Data listing:
########################################
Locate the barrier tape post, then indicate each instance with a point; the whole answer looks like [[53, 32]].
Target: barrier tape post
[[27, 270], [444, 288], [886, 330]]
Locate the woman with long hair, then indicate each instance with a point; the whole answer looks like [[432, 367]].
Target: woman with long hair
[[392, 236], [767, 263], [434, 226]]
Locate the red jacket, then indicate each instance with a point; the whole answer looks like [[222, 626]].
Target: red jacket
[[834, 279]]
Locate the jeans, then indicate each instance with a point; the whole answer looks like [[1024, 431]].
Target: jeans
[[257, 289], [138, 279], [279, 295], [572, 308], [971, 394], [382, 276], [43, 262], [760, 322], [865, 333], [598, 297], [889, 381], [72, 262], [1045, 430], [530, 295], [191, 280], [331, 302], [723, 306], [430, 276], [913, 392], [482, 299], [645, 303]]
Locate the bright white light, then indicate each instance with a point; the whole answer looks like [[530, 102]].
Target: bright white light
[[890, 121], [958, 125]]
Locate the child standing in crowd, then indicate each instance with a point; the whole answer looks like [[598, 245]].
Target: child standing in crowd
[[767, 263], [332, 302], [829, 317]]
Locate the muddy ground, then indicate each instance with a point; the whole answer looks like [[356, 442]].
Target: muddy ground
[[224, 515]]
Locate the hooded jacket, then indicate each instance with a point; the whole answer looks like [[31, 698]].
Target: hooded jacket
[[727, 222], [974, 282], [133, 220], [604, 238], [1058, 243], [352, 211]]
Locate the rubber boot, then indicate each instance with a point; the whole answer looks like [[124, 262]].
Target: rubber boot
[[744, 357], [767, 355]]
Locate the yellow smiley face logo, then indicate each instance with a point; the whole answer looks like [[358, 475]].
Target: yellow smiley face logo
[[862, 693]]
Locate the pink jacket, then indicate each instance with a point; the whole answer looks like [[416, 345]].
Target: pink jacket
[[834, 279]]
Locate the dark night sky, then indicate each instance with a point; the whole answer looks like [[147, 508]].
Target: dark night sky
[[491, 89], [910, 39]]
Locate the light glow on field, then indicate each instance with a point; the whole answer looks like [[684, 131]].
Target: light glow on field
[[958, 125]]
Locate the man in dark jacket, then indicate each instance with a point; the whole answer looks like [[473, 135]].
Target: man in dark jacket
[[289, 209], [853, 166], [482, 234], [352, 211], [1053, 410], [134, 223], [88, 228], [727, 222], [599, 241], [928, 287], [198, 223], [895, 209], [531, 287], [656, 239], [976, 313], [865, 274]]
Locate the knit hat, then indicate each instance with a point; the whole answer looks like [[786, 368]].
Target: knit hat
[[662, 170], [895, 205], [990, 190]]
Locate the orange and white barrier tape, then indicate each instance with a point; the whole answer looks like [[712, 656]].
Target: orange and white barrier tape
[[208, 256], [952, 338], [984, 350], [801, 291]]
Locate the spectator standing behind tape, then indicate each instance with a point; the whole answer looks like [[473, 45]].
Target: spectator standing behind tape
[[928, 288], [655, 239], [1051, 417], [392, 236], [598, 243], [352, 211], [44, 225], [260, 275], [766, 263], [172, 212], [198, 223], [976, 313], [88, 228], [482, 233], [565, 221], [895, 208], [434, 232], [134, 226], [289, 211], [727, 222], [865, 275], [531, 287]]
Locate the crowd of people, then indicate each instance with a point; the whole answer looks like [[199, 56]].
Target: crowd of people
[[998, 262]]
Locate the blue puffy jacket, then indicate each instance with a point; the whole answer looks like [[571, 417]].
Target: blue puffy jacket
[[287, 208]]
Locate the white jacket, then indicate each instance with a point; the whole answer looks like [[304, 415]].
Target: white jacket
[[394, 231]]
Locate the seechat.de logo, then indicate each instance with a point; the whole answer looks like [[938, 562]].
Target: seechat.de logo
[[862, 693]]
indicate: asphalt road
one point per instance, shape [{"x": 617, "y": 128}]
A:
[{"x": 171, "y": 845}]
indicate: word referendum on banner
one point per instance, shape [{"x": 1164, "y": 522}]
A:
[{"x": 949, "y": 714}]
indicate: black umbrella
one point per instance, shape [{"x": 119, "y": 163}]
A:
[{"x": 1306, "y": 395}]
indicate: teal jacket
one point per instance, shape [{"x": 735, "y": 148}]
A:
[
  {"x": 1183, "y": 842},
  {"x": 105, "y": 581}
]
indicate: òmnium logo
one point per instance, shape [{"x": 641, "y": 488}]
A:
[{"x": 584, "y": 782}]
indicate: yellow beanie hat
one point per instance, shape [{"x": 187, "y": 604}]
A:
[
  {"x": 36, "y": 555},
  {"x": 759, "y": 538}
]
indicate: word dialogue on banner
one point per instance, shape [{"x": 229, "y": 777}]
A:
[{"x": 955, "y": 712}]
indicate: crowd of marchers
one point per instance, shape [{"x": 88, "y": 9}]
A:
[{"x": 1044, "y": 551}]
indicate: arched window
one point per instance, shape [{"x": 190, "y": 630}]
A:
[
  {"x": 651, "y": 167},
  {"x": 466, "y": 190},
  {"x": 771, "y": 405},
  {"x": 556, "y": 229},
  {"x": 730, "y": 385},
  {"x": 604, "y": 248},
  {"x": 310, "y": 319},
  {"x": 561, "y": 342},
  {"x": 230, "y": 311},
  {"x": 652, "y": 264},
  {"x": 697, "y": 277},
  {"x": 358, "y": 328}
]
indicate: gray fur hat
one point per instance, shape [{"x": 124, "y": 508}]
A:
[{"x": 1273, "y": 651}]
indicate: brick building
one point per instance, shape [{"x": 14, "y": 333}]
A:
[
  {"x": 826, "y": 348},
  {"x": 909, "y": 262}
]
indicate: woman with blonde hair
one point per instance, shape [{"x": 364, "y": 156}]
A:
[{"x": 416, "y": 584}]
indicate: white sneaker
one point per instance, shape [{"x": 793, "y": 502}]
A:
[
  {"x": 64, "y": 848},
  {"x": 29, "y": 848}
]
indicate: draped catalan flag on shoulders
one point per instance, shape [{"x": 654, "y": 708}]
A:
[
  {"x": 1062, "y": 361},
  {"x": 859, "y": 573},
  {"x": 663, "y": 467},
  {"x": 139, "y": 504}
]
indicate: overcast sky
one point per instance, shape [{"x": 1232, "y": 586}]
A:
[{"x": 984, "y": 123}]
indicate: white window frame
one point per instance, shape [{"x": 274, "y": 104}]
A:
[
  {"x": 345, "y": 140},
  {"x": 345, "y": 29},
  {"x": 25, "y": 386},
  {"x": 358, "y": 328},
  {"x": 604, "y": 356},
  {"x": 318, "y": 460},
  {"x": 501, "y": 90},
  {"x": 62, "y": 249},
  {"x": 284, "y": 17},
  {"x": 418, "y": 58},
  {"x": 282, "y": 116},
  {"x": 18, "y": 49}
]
########################################
To do
Output every line of the entries above as a numbered list, and leave out any blank lines.

Answer to this task
1. Locate the barrier tape post, then indicate each instance with a point; the whole answer looks like [[53, 32]].
2. Target: barrier tape post
3. [[27, 270], [444, 288], [886, 330]]
4. Locate the woman with long hair, then indicate each instance with a point; the whole answer looks like [[432, 367]].
5. Target: woman with long hair
6. [[392, 236], [767, 263], [434, 226]]
7. Locate the red jacket, then indicate each instance with a point; the whole answer looks like [[222, 626]].
8. Target: red jacket
9. [[834, 279]]
10. Locate the jeans, then indicate each instance with a point; the whole answer looks like [[1024, 431]].
11. Target: jeans
12. [[257, 289], [138, 279], [279, 295], [572, 308], [971, 394], [382, 276], [43, 262], [760, 322], [865, 333], [598, 297], [889, 381], [72, 262], [1045, 430], [530, 295], [191, 280], [331, 302], [723, 306], [430, 276], [913, 392], [482, 299], [645, 303]]
13. Locate the bright white light, then indicate each instance with a point; the whole answer looks like [[530, 102]].
14. Target: bright white light
15. [[890, 121], [958, 125]]
16. Locate the child standing in crowd, then indicate each instance with a point; the whole answer looks like [[598, 245]].
17. Target: child standing in crowd
18. [[767, 263], [332, 302], [829, 317]]
19. Locate the muddy ground, then indicate each instance with a point; the whole answer looks like [[356, 442]].
20. Target: muddy ground
21. [[224, 515]]
22. Locate the hooded jacket, then indicate each instance with a point; the whole answer looks like [[31, 698]].
23. Target: hooded jacket
24. [[727, 222], [974, 282], [133, 220], [604, 238], [1058, 243], [352, 211]]
25. Locate the rubber boot, then indicate each instance with a point; the whole answer looks like [[124, 262]].
26. Target: rubber boot
27. [[744, 357], [767, 355]]
28. Locate the yellow smiley face logo, then indicate each instance with a point; the whole answer looks like [[358, 475]].
29. Target: yellow smiley face logo
30. [[862, 693]]
31. Locate the pink jacket, then indicate each instance with a point; the whole answer looks like [[416, 345]].
32. Target: pink jacket
33. [[834, 279]]
34. Locate the dark night sky, then indicate each instance with a point; the whole answer looks like [[147, 508]].
35. Target: dark night sky
36. [[491, 89], [910, 39]]
37. Locate the light glow on field, then indicate each instance with a point; the whole answer looks like [[684, 131]].
38. Target: light glow on field
39. [[958, 125]]
40. Locate the man in dark jacket, then indicate each instance with a point; the whole answer looks like [[473, 135]].
41. Target: man in dark jacket
42. [[289, 209], [853, 166], [482, 234], [352, 211], [1053, 410], [134, 223], [88, 228], [727, 222], [599, 241], [928, 287], [198, 223], [895, 209], [531, 287], [656, 239], [976, 313], [865, 274]]
43. Locate the knit hat, then indicate each instance with a point; the whole answer looks like [[786, 368]].
44. Target: knit hat
45. [[662, 170], [895, 205], [990, 190]]
46. Locate the orange and white barrier tape, then indicate each instance with a point; the whole answer looks like [[712, 656]].
47. Target: orange and white barrier tape
48. [[208, 256], [952, 338], [984, 350], [801, 291]]
49. Locate the spectator standing behind tape, then indicate each instance with a point; the whole answer looks like [[473, 45]].
50. Target: spectator standing behind tape
51. [[928, 288], [655, 239], [1051, 417], [392, 236], [598, 243], [352, 211], [44, 225], [260, 275], [766, 263], [172, 212], [198, 223], [976, 313], [88, 228], [482, 233], [565, 221], [895, 208], [434, 232], [134, 226], [289, 211], [727, 222], [865, 275], [531, 287]]
52. Locate the crowd of people, then indicate each instance with a point; the whole answer looks like [[199, 56]].
53. Target: crowd of people
54. [[998, 262]]
55. Locate the blue puffy jacket, then indicate each instance with a point; the whole answer looks like [[571, 417]].
56. Target: blue puffy jacket
57. [[287, 208]]
58. Locate the white jacket, then indicate each instance with a point; the whole answer looks like [[304, 415]].
59. Target: white jacket
60. [[394, 231]]
61. Locate the seechat.de logo, then indicate each instance with a point; the whole answer looks like [[938, 562]].
62. Target: seechat.de logo
63. [[862, 693]]
64. indicate: asphalt road
65. one point per instance, shape [{"x": 617, "y": 128}]
66. A:
67. [{"x": 171, "y": 845}]
68. indicate: word referendum on banner
69. one point per instance, shape [{"x": 1164, "y": 522}]
70. A:
71. [{"x": 949, "y": 714}]
72. indicate: black umbrella
73. one point per instance, shape [{"x": 119, "y": 163}]
74. A:
75. [{"x": 1306, "y": 395}]
76. indicate: teal jacket
77. one point per instance, shape [{"x": 735, "y": 148}]
78. A:
79. [
80.   {"x": 1183, "y": 842},
81.   {"x": 105, "y": 581}
82. ]
83. indicate: òmnium logo
84. one point per instance, shape [{"x": 641, "y": 488}]
85. A:
86. [{"x": 584, "y": 782}]
87. indicate: yellow beanie hat
88. one point per instance, shape [{"x": 187, "y": 604}]
89. A:
90. [
91.   {"x": 36, "y": 555},
92.   {"x": 759, "y": 538}
93. ]
94. indicate: word dialogue on banner
95. one point per instance, shape [{"x": 229, "y": 777}]
96. A:
97. [{"x": 955, "y": 712}]
98. indicate: crowd of marchers
99. one point per instance, shape [{"x": 88, "y": 9}]
100. A:
101. [{"x": 1044, "y": 551}]
102. indicate: arched window
103. one point per instance, shape [{"x": 190, "y": 630}]
104. A:
105. [
106.   {"x": 651, "y": 167},
107.   {"x": 466, "y": 190},
108.   {"x": 771, "y": 405},
109.   {"x": 556, "y": 229},
110.   {"x": 730, "y": 385},
111.   {"x": 604, "y": 248},
112.   {"x": 310, "y": 319},
113.   {"x": 561, "y": 342},
114.   {"x": 230, "y": 311},
115.   {"x": 652, "y": 264},
116.   {"x": 697, "y": 277},
117.   {"x": 358, "y": 328}
118. ]
119. indicate: gray fur hat
120. one point per instance, shape [{"x": 124, "y": 508}]
121. A:
122. [{"x": 1273, "y": 651}]
123. indicate: brick building
124. one point per instance, shape [{"x": 14, "y": 333}]
125. A:
126. [
127.   {"x": 826, "y": 348},
128.   {"x": 909, "y": 262}
129. ]
130. indicate: woman with blonde hair
131. one point per instance, shape [{"x": 364, "y": 156}]
132. A:
133. [{"x": 416, "y": 584}]
134. indicate: white sneaker
135. one point per instance, shape [{"x": 793, "y": 502}]
136. A:
137. [
138.   {"x": 64, "y": 848},
139.   {"x": 29, "y": 848}
140. ]
141. indicate: draped catalan flag on shoulders
142. one point per instance, shape [{"x": 654, "y": 708}]
143. A:
144. [
145.   {"x": 1062, "y": 361},
146.   {"x": 859, "y": 573},
147.   {"x": 663, "y": 467},
148.   {"x": 139, "y": 504}
149. ]
150. indicate: overcast sky
151. one point per instance, shape [{"x": 1232, "y": 586}]
152. A:
153. [{"x": 984, "y": 123}]
154. indicate: white window frame
155. one point per instance, shape [{"x": 274, "y": 104}]
156. A:
157. [
158.   {"x": 345, "y": 140},
159.   {"x": 345, "y": 29},
160.   {"x": 25, "y": 386},
161.   {"x": 358, "y": 328},
162.   {"x": 604, "y": 356},
163.   {"x": 318, "y": 460},
164.   {"x": 501, "y": 90},
165.   {"x": 62, "y": 249},
166.   {"x": 284, "y": 17},
167.   {"x": 418, "y": 58},
168.   {"x": 282, "y": 116},
169.   {"x": 18, "y": 49}
170. ]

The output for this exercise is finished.